What follows is a set of records, each of which is to be written out exactly.

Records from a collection
● ● ●
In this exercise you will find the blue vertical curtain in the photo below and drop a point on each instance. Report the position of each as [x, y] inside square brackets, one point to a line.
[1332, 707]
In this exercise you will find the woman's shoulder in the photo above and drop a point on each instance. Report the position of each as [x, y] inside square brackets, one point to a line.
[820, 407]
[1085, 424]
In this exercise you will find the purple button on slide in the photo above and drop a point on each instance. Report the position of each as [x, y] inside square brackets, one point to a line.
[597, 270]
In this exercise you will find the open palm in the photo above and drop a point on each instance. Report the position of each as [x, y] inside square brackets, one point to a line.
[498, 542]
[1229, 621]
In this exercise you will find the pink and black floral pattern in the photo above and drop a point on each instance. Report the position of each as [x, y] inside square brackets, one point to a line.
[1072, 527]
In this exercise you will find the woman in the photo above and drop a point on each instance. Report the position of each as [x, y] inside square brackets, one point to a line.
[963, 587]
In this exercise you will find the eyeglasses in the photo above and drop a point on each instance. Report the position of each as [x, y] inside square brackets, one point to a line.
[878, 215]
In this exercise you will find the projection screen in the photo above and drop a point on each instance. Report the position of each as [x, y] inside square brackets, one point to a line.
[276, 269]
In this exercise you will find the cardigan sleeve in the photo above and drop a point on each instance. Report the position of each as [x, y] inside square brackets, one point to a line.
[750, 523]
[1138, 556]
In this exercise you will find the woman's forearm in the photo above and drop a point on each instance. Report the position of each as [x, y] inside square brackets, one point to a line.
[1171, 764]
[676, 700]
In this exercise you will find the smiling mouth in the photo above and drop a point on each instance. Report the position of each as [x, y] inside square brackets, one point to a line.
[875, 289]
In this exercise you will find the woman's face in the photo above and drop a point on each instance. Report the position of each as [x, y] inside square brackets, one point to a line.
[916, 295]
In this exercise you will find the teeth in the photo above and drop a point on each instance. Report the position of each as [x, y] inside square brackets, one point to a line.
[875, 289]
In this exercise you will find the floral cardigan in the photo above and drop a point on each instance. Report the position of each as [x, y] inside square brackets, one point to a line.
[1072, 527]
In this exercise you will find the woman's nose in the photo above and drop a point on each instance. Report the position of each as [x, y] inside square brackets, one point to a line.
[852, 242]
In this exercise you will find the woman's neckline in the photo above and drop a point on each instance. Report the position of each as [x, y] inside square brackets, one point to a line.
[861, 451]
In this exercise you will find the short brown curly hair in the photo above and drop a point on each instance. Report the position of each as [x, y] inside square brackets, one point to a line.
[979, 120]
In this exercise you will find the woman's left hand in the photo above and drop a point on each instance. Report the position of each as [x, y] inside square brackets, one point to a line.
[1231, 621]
● ● ●
— Written response —
In this exercise you will find the blue vertical curtain in the photo below and drop a point on each instance. Report the position of each as [x, y] inside square brackets, one point to a line.
[1332, 707]
In this exercise you will find the woman's shoulder in the photo above and drop a point on each instance. Report the position of each as [x, y] inside square brackets, one point to a line.
[820, 407]
[1085, 424]
In this exercise you will find the purple button on slide in the photo above and drop a point on each instance. Report the position of each as [x, y] inside square brackets, one point to a line.
[597, 270]
In this exercise you will find the open palm in the photo above and drop a point on each instance. Report the position of each as [x, y] inside square brackets, one point to a line.
[498, 542]
[1229, 621]
In this exercise you will find the pink and black floral pattern in the photo above and drop a point on each instance. Report the position of each as [x, y] inside square brackets, one point to a line.
[1072, 527]
In this exercise you will find the woman in the photo above and drop a point on each instance. Report the position of each as [x, y] inside square brackets, one point to a line.
[963, 587]
In this exercise you will find the eyeglasses in the photo above and drop a point on each instance. Report the position of each as [x, y] inside square brackets, one point to a line.
[878, 215]
In this exercise you will find the projection screen in the photo above and drop a point on each instance. Report the position of each as [x, y] inside square brackets, one point to a line.
[276, 269]
In this exercise you will find the cardigan sleeve in the photo above and drop a point on each instance. Report the position of each as [x, y] inside square brackets, one point to a line.
[750, 523]
[1138, 556]
In this exercise you will find the woman's forearm in the photo above and drop a point on each instance. Report the position of each as [x, y] inside square brackets, one point to a line.
[1171, 764]
[676, 700]
In this exercise you will find the smiling mouth in the photo above and drop a point on each instance. Report the position of each as [x, y] inside square brackets, one point to a line.
[875, 289]
In this exercise you will find the woman's face in the photo above and drop a point on each instance. Report the position of each as [x, y] inside square brackets, one point to a line.
[916, 295]
In this exercise you will find the teeth in the photo above and drop a point on each instance. Report the position of each as [x, y] inside square brackets, one point to a line.
[875, 289]
In this exercise you will find the floral cardigan in the photo above and drop a point on each instance. Report the position of each as [x, y] inside square brackets, one point to a line.
[1072, 527]
In this exercise you will find the woman's nose in the photo above and drop a point on each instance. Report the position of each as [x, y] inside square brackets, one point to a line.
[852, 242]
In this exercise you will find the woman's neckline in the photo above and drop a point on each instance. Report the position of each as [x, y] inside square brackets, one point to a line.
[861, 451]
In this exercise you will find the short brown curly hair in the photo above and drop a point on each instance. Report the position of each as [x, y] inside square brackets, one point to a line.
[979, 120]
In this exercise you will find the woman's left hand in the photo above and drop a point on each instance. Report the position of each as [x, y] inside square brackets, one point to a line.
[1231, 621]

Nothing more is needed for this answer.